Filter the data for lines with the word "parked", then copy every line so identified.

Stored items:
----------------

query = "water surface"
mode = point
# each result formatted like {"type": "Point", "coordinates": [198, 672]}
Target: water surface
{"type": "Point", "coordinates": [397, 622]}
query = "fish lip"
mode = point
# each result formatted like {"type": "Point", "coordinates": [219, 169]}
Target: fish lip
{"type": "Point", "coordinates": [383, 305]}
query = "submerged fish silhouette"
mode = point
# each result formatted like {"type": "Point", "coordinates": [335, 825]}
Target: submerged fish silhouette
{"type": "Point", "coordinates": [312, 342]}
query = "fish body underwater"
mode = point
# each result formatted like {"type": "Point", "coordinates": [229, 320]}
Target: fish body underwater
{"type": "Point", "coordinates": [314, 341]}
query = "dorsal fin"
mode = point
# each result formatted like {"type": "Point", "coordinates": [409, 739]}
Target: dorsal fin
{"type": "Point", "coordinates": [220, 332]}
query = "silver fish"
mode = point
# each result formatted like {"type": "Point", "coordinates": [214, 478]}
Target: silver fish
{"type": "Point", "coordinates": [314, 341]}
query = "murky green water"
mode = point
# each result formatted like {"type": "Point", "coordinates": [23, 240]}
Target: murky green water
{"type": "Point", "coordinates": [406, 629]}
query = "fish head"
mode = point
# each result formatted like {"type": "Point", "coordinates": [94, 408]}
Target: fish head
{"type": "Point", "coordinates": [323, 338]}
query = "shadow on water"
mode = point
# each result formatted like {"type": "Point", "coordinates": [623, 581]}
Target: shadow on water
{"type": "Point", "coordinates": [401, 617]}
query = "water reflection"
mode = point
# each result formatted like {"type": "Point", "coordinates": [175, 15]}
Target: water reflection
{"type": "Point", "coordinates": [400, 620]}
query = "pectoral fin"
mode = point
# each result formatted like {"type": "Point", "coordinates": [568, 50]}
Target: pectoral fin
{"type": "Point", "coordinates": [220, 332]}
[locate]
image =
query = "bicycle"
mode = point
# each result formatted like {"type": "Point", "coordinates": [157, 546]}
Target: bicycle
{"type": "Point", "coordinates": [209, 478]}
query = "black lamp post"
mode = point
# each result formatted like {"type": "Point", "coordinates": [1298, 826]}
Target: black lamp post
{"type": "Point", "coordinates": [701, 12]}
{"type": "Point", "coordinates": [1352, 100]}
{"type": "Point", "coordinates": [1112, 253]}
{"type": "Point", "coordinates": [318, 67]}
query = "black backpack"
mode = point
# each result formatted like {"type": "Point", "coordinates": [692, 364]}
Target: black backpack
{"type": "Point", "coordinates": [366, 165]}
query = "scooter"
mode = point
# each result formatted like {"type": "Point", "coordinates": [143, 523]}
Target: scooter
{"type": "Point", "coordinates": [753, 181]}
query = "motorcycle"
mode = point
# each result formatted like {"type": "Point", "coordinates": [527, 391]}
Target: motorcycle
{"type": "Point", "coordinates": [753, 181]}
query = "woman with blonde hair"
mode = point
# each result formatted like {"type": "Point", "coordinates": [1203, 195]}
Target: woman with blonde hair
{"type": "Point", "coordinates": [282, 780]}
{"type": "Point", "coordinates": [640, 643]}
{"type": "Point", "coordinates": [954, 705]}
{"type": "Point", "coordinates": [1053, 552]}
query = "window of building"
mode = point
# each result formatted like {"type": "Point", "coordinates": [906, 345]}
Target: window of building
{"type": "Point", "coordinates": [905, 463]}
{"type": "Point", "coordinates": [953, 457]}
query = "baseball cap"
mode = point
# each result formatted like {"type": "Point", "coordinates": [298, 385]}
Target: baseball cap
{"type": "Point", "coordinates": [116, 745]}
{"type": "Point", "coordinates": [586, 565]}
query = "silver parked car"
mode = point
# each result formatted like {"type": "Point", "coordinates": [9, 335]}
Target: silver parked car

----------------

YOUR RESPONSE:
query = "silver parked car"
Target: silver parked car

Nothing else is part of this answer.